-------- EXTRACTO DEL DOCUMENTO
Pero ¿qué sucede cuando no se puede eliminar lo imposible?”
Arthur Conan Doyle (1859-1930)

Pueden decir que los amantes de Racing –la palabra hincha es ridículamente insuficiente en este caso– poco sabemos de fútbol y de vueltas olímpicas. Quizá. Pero, eternos perseguidores del horizonte, apasionados sin remedio ni culpa, sabemos del amor y eso no es poco. Racing es más que una imposibilidad ontológica; es el punto más alto de la melancolía en un país que inventó el tango y venera al blues. El club, sus equipos, su gente, todo ese extraño universo, son el espejo de su propia historia. Argentina y el Racing Club comparten colores y un destino trágico: el de sentirse campeones morales, incomprendidos eternos, ninguneados por un universo hostil que desprecia toda esa grandeza.
----------------
-------- DATOS PROPORCIONADOS
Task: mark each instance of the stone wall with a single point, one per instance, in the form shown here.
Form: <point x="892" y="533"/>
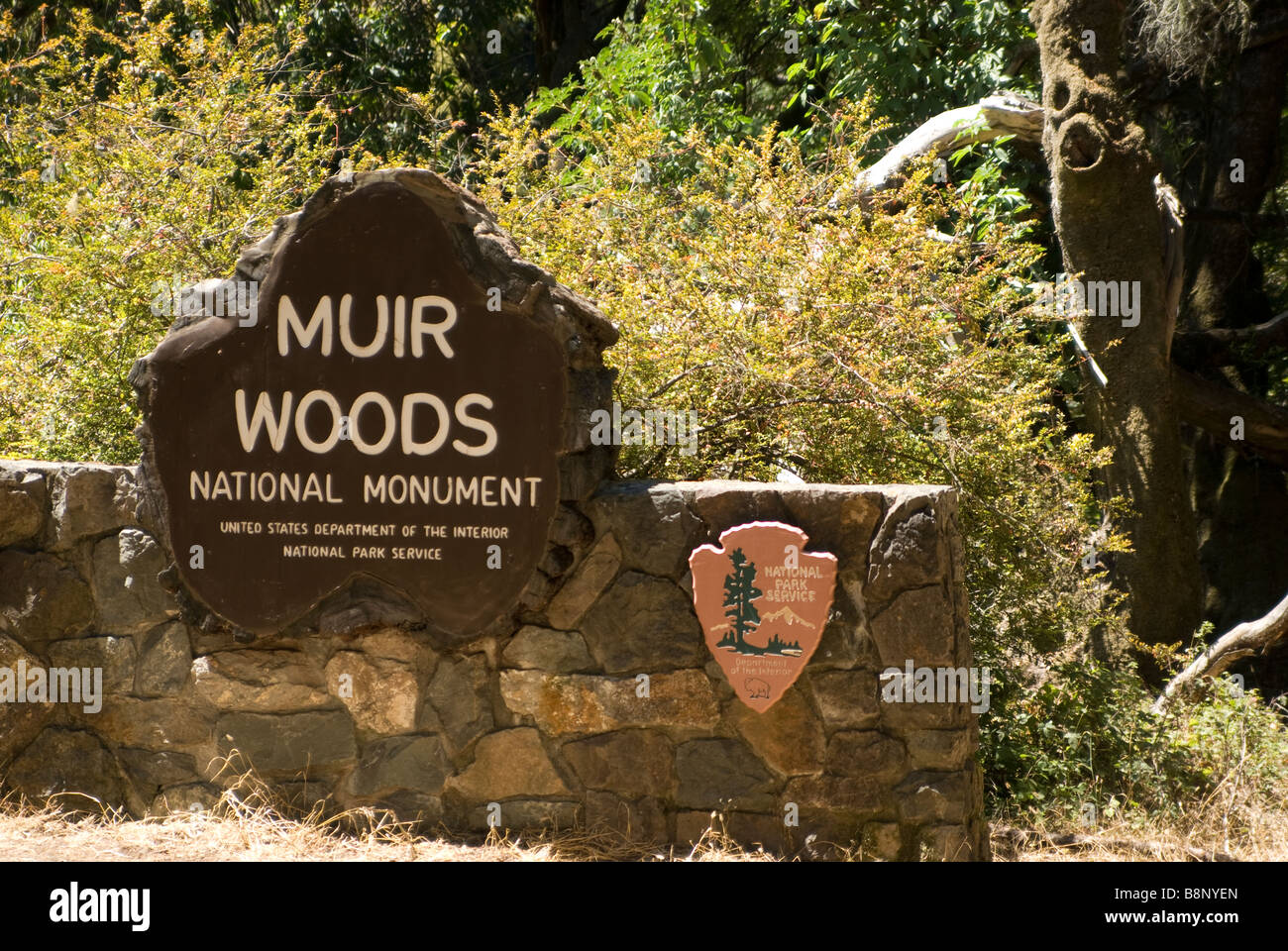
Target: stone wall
<point x="545" y="714"/>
----------------
* QUÉ HACER *
Por favor, extrae del extracto sobre Racing el tramo que va desde "Pero ¿qué sucede" hasta "toda esa grandeza.", copiándolo sin ningún cambio.

* RESPUESTA *
Pero ¿qué sucede cuando no se puede eliminar lo imposible?”
Arthur Conan Doyle (1859-1930)

Pueden decir que los amantes de Racing –la palabra hincha es ridículamente insuficiente en este caso– poco sabemos de fútbol y de vueltas olímpicas. Quizá. Pero, eternos perseguidores del horizonte, apasionados sin remedio ni culpa, sabemos del amor y eso no es poco. Racing es más que una imposibilidad ontológica; es el punto más alto de la melancolía en un país que inventó el tango y venera al blues. El club, sus equipos, su gente, todo ese extraño universo, son el espejo de su propia historia. Argentina y el Racing Club comparten colores y un destino trágico: el de sentirse campeones morales, incomprendidos eternos, ninguneados por un universo hostil que desprecia toda esa grandeza.